(Extracted records)
⟨

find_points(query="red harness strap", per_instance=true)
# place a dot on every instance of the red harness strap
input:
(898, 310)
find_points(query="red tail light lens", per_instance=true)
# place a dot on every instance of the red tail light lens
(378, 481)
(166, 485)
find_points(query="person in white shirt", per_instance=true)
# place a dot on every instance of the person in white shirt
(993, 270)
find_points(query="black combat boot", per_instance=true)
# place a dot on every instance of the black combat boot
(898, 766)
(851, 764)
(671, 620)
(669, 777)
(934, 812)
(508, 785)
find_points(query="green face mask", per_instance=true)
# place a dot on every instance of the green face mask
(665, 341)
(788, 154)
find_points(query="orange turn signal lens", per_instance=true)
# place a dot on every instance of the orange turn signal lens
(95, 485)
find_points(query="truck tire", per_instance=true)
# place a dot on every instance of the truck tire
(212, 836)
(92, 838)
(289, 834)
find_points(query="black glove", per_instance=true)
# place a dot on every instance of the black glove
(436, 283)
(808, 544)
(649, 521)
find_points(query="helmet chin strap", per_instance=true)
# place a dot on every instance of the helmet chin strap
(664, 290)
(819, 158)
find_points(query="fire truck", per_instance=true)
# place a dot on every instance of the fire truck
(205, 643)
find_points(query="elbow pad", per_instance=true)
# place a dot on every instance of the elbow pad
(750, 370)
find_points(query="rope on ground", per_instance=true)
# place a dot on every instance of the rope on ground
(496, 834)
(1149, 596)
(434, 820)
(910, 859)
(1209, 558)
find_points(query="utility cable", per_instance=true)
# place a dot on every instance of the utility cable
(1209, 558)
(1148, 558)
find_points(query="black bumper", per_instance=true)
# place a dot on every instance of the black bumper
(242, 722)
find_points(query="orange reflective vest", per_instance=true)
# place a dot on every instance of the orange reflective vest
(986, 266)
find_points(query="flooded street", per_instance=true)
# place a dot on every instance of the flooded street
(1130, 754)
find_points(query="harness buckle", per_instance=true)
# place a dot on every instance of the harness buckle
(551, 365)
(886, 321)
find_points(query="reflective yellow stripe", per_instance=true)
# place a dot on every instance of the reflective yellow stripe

⟩

YOUR GOAL: Report back each line of the entries that holds the string "yellow".

EXERCISE SOLUTION:
find_points(query="reflective yellow stripe", per_instance=true)
# place a dot on every instance of the reflective yellow stripe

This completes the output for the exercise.